Milano, estrema periferia sud ovest, Quartiere degli Olmi, edificato tra la metà degli anni '60 e il 1970, collegato all'epoca alla vicina zona di Baggio, da un lungo viale che correva in mezzo a prati incolti.
Sono cresciuto in questa zona popolare di Milano, con mio fratello, di due anni più grande e tanti piccoli amici, conosciuti per strada, giocando in cortile o a scuola.
La mattina passavano dei pullman per portarci al vicino oratorio di Baggio, dove era stata allestita una scuola provvisoria. Il Quartiere ne era ancora sprovvisto, mancavano anche negozi e servizi, strutture che sarebbero arrivate in seguito. Il catechismo lo facevamo in un piccolo capannone di ferro, edificato in centro ai palazzoni, adibito anche a chiesa. Ricordo che i catechisti ci facevano sedere su delle seggiole di legno a circolo, gruppetti di 6/8 dove al centro c’era un tavolino tondo con delle candele, alla luce delle quali leggevamo e ascoltavamo i chatechisti.
Pare che Don Luigi, l’anziano sacerdote, dormisse lì, oltre un altare posticcio semicoperto da un tendone blu scuro, dietro il quale si intravedeva un letto. Era un posto gelido, senza riscaldamento. In estate invece, infuocato come un forno. La chiesa parrocchiale venne edificata parecchi anni dopo.

Voci elencate >>
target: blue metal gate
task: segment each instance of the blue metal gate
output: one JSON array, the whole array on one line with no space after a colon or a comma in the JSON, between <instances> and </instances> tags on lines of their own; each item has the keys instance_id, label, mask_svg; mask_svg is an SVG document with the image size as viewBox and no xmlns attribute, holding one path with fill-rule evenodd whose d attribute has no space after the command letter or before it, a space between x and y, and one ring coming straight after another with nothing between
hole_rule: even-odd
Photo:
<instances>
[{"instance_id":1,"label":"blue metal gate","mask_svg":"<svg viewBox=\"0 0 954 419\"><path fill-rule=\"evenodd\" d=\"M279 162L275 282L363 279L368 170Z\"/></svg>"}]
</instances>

Lavoro richiesto >>
(1) Per favore, ripeti alla lettera il brano sul Quartiere degli Olmi, partendo da "La mattina passavano" e terminando con "ascoltavamo i chatechisti.".
(2) Riscrivi le righe dell'elenco partendo dalla prima e terminando con la riga che contiene "task: segment each", compresa, e rinomina "metal" in "iron" senza cambiare nient'altro. Restituisci soltanto queste righe.

Risposte complete >>
(1)
La mattina passavano dei pullman per portarci al vicino oratorio di Baggio, dove era stata allestita una scuola provvisoria. Il Quartiere ne era ancora sprovvisto, mancavano anche negozi e servizi, strutture che sarebbero arrivate in seguito. Il catechismo lo facevamo in un piccolo capannone di ferro, edificato in centro ai palazzoni, adibito anche a chiesa. Ricordo che i catechisti ci facevano sedere su delle seggiole di legno a circolo, gruppetti di 6/8 dove al centro c’era un tavolino tondo con delle candele, alla luce delle quali leggevamo e ascoltavamo i chatechisti.

(2)
target: blue iron gate
task: segment each instance of the blue iron gate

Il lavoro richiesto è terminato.